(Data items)
_____
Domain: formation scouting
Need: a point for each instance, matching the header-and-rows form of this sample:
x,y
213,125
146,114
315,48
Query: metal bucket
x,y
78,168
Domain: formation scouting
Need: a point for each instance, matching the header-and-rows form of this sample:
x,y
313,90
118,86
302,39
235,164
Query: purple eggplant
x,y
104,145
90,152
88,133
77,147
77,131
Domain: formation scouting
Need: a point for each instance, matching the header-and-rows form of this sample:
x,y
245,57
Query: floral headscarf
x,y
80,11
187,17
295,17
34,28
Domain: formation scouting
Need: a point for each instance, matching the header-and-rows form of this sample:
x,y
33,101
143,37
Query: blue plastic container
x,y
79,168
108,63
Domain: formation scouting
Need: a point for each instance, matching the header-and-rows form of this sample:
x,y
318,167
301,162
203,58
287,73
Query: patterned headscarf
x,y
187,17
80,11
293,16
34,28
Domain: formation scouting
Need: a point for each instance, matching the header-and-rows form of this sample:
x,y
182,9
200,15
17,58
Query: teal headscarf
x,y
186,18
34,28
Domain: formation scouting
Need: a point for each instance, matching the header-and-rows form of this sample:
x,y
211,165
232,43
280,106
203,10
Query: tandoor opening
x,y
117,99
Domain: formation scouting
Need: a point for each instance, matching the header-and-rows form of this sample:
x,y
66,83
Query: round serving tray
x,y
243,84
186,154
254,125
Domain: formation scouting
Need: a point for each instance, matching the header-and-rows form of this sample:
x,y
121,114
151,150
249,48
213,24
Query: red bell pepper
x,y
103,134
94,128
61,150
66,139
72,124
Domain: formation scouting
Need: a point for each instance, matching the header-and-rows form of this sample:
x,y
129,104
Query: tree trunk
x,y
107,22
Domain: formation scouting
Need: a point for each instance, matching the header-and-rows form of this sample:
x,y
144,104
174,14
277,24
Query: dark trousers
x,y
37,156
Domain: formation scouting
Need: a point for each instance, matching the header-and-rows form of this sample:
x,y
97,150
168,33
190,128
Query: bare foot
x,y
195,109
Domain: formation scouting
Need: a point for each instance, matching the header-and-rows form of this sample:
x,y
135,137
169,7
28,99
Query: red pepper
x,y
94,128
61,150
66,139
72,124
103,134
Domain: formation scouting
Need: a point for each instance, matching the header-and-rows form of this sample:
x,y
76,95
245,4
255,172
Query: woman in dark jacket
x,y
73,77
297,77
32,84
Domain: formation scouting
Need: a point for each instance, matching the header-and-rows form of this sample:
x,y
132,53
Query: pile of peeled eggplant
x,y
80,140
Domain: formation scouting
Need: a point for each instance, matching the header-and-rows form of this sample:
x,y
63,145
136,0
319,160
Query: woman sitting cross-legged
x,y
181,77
_____
▸ **GOAL**: Give the material above again, word for word.

▸ **SOLUTION**:
Domain: formation scouting
Need: a point for each instance, matching the header-and-rows form of this sample:
x,y
213,125
146,114
315,48
Query: metal bucket
x,y
78,168
Domain: formation scouting
Need: a point for each instance, matching the header-and-rows form of this sample:
x,y
313,90
118,86
302,39
235,164
Query: purple eggplant
x,y
104,145
90,152
88,133
77,147
77,131
Domain: formation scouting
Need: a point for each instance, matching the header-and-rows form of this sample:
x,y
245,57
Query: floral headscarf
x,y
80,11
187,17
295,17
34,28
Domain: formation scouting
Need: a point for each instance, matching the header-and-rows form of this sample:
x,y
33,101
143,37
Query: blue plastic container
x,y
79,168
108,63
Domain: formation scouting
Need: a point for each instance, matching the header-and-rows form of this sample:
x,y
318,167
301,162
203,58
287,73
Query: patterned headscarf
x,y
187,17
80,11
293,16
34,28
Domain: formation scouting
Need: a point for each instance, matching the header-and-rows form of this sample:
x,y
182,9
200,15
17,58
Query: teal headscarf
x,y
186,18
34,28
Domain: formation scouting
Need: a point for each instance, matching the header-and-rows form of this sample:
x,y
211,165
232,43
280,106
203,10
Query: tandoor opening
x,y
117,99
Domain: formation scouting
Need: a point for each instance, matching the header-and-rows form of this sample:
x,y
66,83
Query: round serving tray
x,y
243,84
186,154
254,125
Domain: formation scouting
Need: a point for each instance, matching the header-and-rows form of this sample:
x,y
121,114
151,150
249,48
213,24
Query: red bell pepper
x,y
103,134
94,128
61,150
66,139
72,124
Domain: formation scouting
Need: a point for each instance, matching the header-and-rows form of this sample:
x,y
129,104
Query: tree trunk
x,y
107,22
Domain: formation scouting
Need: a point for each instance, matching the header-and-rows form of this sample:
x,y
144,104
174,14
277,24
Query: dark trousers
x,y
37,156
Domain: formation scouting
Need: a point for each instance, matching the header-and-rows form of this sample:
x,y
97,150
168,33
190,128
Query: bare foot
x,y
195,109
Domain: formation scouting
Need: a point for each instance, matching the header-and-rows form of this sample:
x,y
135,137
169,7
28,99
Query: red pepper
x,y
94,128
61,150
66,139
72,124
103,134
Domain: formation scouting
Need: a point for each instance, matching the header-and-rows form of this sample:
x,y
76,95
245,4
255,172
Query: woman in dark jacket
x,y
73,77
297,77
32,84
Domain: formation scouting
Need: a point for each instance, matching the header-and-rows form of this sample:
x,y
132,53
Query: pile of peeled eggplant
x,y
80,140
Domain: formation scouting
Need: a point for each instance, matching the header-and-rows form of this sample:
x,y
63,145
136,0
319,160
Query: woman sitting cross-legged
x,y
181,77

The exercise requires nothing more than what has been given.